Output the line that contains "of the stack" and every line after it to the end of the entries, with nothing added or left out.

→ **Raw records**
——

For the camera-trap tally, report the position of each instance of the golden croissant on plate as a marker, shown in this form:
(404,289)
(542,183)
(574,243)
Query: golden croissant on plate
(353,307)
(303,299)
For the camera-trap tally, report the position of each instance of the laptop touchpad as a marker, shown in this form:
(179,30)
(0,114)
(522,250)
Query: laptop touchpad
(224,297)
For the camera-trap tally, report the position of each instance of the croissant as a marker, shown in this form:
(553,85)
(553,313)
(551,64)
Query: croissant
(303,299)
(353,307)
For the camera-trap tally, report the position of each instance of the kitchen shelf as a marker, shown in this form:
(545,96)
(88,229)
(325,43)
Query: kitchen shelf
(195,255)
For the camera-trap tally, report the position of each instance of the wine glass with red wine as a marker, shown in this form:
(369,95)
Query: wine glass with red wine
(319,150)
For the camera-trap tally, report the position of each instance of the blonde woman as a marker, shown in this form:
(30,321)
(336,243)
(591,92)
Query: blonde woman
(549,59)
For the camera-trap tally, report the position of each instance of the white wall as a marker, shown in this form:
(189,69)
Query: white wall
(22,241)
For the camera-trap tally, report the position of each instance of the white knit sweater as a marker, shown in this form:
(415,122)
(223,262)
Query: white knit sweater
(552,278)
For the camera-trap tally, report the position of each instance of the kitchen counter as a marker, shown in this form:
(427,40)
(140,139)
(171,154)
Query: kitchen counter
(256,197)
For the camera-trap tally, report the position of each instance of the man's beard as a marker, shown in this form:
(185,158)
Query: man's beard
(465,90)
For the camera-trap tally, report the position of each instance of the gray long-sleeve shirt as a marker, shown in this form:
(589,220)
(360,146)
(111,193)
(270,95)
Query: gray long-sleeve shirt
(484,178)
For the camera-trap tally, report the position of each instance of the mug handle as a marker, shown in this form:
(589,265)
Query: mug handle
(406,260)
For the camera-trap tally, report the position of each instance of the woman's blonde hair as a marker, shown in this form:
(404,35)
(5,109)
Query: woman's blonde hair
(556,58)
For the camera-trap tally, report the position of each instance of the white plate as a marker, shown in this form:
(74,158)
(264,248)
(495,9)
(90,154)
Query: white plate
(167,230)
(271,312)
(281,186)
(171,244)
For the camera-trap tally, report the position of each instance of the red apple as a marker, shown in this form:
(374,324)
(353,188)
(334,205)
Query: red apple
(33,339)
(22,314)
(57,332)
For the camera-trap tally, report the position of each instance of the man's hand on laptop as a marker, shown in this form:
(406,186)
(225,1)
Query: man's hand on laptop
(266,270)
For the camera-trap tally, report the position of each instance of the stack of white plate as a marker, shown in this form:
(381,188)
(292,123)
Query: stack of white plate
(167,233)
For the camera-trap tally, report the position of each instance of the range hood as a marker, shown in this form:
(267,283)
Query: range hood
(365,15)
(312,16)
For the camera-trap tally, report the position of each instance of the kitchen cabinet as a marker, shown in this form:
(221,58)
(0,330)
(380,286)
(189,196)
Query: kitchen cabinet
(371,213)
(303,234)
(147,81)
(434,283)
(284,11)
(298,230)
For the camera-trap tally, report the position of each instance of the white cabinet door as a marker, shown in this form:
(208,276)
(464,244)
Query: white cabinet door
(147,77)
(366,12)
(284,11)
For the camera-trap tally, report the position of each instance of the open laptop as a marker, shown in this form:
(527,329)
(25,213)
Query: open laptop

——

→ **EXERCISE RESULT**
For the camera-trap tally, report the position of each instance of the stack of white plate as a marker, shown in this form:
(381,188)
(292,123)
Query: stack of white plate
(167,233)
For the camera-trap tally, report the position of each instance of the range hood as a marker, shown in this form:
(267,283)
Query: range hood
(365,15)
(312,16)
For the camera-trap tally, report the position of each instance of the kitchen cabinet as a marker, shown in this form:
(221,58)
(0,330)
(380,286)
(189,196)
Query: kitchen cabinet
(371,213)
(303,234)
(147,81)
(434,283)
(284,11)
(298,230)
For the camera-trap tally, report the position of each instance of the white cabinet door as a marker, shown in this form:
(208,276)
(464,244)
Query: white cabinet door
(147,77)
(366,12)
(284,11)
For the camera-trap tally, report the position of each instance of the open laptop as a marker, shown in this form:
(527,329)
(25,213)
Query: open laptop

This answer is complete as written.